── DOCUMENT EXTRACT ──

Desert Valley Hospital Announces Expansion
By MATTHEW C. DURKEE Staff Writer, Daily Press; March 21, 2007.
VICTORVILLE - Desert Valley Hospital announced Tuesday detailed plans for a major expansion from 83 beds to roughly 150 beds.
Beginning this summer, the hospital will begin expanding its emergency department.
Additionally, the hospital will break ground on a new, 50,000-square-foot wing in January 2008.
The addition will include 53 new patients' rooms, 12 new intensive care unit rooms, two cardiovascular cath labs, an open-heart surgery center and a cardiology nuclear medicine diagnostic system.
Cardiovascular cath labs and nuclear diagnostic systems provide doctors with improved, quicker ways of identifying where blood flow and heart function are failing.
The hospital is the flagship of Prime Healthcare, Dr. Prem Reddy's rapidly expanding hospital management company. In the last two months, Prime Healthcare has secured approval to acquire hospitals in Anaheim and National City, which will grow the company to a total of nine hospitals, all in Southern California.
St. Mary Medical Center will remain the largest hospital in the Victor Valley. It currently has 186 beds and plans to build a new facility in west Victorville that will initially have 100 beds.
Victor Valley Community Hospital has 115 beds.
Although not the largest hospital in the Victor Valley, Desert Valley claims the most patients per bed capacity in the area.
One reason for this is that Desert Valley's emergency room has far fewer "saturation hours," when the ER is full and new patients must be diverted to other hospitals, according to statistics provided by Prime Healthcare.
One consequence of being open more of the time, Dr. Reddy pointed out, is that the hospital serves more indigent patients than St. Mary or Desert Valley.
Dr. Reddy credits an emphasis on "patient-focused pathways" as the secret ingredient that makes his hospitals successful.
They are guides that direct doctors toward the most effective treatments, saving time and moving more patients through the hospital.
The first hospitals he acquired, Chino Valley Medical Center and Sherman Oaks Hospital, were both in financial distress but have since been turned around, paying off their debts and producing profits.

───
── RECORD EXTRACTS ──

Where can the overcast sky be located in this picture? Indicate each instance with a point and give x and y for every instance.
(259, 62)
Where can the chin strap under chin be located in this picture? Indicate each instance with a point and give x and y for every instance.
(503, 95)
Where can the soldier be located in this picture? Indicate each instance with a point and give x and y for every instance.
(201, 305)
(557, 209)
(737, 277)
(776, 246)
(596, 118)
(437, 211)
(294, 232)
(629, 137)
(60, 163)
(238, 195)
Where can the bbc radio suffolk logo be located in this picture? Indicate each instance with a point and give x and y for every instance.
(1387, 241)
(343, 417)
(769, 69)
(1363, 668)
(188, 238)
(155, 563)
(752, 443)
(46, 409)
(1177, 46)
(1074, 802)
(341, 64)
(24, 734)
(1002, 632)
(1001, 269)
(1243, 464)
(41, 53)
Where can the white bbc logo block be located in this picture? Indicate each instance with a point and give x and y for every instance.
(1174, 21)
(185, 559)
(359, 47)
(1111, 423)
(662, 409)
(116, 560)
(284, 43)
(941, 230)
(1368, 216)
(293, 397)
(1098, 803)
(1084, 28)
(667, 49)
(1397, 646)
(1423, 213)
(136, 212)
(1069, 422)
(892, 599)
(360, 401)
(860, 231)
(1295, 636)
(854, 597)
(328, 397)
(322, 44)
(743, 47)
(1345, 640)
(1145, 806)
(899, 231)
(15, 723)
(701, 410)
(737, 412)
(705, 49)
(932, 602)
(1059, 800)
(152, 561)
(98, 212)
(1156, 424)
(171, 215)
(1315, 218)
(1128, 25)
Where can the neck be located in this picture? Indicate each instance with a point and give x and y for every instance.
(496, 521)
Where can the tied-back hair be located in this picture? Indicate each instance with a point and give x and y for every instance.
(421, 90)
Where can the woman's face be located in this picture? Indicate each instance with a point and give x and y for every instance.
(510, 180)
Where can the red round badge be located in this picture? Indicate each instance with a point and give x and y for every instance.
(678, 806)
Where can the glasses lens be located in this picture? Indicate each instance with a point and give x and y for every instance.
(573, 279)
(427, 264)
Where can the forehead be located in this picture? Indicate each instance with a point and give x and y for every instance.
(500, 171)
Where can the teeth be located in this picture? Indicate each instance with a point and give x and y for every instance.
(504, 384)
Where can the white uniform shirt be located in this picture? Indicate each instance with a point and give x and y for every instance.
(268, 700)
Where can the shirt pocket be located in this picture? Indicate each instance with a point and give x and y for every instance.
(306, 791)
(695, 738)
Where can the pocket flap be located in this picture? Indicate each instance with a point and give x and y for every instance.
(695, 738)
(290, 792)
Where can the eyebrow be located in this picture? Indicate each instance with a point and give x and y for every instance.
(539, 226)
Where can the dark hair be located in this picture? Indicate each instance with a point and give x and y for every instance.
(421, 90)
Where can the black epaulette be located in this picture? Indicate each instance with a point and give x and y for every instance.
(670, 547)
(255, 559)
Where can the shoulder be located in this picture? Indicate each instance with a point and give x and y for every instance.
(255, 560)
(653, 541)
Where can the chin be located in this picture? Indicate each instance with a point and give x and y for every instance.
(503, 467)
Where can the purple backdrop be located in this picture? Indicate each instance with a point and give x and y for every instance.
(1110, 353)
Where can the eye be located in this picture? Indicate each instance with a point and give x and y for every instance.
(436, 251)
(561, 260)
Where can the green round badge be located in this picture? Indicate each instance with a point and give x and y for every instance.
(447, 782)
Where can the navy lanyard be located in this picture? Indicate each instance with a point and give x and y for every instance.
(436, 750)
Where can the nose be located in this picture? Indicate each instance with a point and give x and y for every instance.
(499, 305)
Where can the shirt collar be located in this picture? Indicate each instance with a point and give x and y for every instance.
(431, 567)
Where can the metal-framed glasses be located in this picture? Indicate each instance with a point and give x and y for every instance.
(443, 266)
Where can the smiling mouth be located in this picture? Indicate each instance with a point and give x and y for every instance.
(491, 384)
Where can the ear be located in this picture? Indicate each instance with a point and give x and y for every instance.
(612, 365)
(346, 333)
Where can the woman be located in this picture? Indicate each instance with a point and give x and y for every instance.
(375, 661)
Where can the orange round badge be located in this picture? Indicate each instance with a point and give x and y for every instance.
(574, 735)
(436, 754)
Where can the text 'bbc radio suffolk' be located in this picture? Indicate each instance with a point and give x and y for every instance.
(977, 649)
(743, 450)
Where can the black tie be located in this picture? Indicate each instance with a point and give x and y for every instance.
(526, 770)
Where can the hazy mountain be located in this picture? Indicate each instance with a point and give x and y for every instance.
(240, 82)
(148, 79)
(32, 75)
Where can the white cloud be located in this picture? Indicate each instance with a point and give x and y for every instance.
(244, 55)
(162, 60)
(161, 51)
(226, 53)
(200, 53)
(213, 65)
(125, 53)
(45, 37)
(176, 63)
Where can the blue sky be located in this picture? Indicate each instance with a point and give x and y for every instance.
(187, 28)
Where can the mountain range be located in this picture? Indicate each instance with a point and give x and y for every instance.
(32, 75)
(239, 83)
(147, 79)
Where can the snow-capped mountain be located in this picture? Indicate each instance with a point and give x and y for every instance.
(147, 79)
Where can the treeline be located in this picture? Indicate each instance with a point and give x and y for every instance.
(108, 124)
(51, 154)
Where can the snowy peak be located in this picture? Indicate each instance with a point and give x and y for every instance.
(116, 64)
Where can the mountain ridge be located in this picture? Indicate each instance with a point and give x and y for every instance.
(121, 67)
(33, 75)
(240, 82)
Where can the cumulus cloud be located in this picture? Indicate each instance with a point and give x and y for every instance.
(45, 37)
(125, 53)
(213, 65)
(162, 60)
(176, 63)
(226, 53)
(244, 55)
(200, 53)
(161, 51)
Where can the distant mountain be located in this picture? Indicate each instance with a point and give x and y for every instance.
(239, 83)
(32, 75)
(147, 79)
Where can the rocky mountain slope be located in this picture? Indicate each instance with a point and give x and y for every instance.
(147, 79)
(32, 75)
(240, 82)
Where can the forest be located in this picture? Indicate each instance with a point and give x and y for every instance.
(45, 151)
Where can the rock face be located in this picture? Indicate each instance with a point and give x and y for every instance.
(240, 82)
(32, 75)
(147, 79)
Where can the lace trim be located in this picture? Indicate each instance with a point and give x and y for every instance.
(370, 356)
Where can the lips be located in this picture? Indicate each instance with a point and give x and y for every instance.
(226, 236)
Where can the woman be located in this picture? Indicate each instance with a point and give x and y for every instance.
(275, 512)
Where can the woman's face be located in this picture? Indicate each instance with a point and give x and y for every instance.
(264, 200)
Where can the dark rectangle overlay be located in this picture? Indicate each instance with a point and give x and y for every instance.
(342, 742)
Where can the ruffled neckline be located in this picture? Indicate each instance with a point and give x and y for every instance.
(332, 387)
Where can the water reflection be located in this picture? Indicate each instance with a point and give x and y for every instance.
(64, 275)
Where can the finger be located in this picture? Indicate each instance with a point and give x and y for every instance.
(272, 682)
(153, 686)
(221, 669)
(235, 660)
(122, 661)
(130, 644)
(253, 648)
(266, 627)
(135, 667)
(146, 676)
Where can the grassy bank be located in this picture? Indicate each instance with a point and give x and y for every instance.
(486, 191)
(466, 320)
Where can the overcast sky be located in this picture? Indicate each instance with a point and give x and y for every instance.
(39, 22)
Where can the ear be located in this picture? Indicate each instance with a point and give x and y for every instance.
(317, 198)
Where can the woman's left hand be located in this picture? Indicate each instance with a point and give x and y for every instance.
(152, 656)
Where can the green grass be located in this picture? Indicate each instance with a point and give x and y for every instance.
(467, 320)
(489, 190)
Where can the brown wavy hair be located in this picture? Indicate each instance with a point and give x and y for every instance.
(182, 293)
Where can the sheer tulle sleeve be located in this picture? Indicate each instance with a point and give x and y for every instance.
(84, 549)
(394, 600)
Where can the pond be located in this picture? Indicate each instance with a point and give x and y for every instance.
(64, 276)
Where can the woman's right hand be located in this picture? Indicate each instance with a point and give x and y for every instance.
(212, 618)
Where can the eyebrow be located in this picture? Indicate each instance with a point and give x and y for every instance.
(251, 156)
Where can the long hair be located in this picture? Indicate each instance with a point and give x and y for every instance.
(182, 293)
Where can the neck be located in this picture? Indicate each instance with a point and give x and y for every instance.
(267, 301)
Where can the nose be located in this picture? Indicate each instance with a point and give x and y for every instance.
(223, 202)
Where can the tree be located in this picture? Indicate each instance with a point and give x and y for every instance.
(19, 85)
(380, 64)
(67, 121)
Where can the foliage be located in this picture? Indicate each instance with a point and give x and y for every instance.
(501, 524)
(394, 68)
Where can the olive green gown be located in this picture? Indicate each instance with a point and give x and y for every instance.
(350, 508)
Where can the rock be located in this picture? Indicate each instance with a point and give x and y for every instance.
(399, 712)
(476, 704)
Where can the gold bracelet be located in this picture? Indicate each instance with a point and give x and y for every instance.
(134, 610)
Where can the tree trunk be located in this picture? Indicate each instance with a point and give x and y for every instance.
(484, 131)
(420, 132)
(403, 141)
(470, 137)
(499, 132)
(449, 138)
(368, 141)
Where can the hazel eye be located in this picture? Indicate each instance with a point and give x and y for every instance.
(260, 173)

───

PROBLEM TO WORK ON:
Please write out the passage of the hospital expansion article from "Victor Valley Community" up to and including "by Prime Healthcare.", word for word.

ANSWER SECTION:
Victor Valley Community Hospital has 115 beds.
Although not the largest hospital in the Victor Valley, Desert Valley claims the most patients per bed capacity in the area.
One reason for this is that Desert Valley's emergency room has far fewer "saturation hours," when the ER is full and new patients must be diverted to other hospitals, according to statistics provided by Prime Healthcare.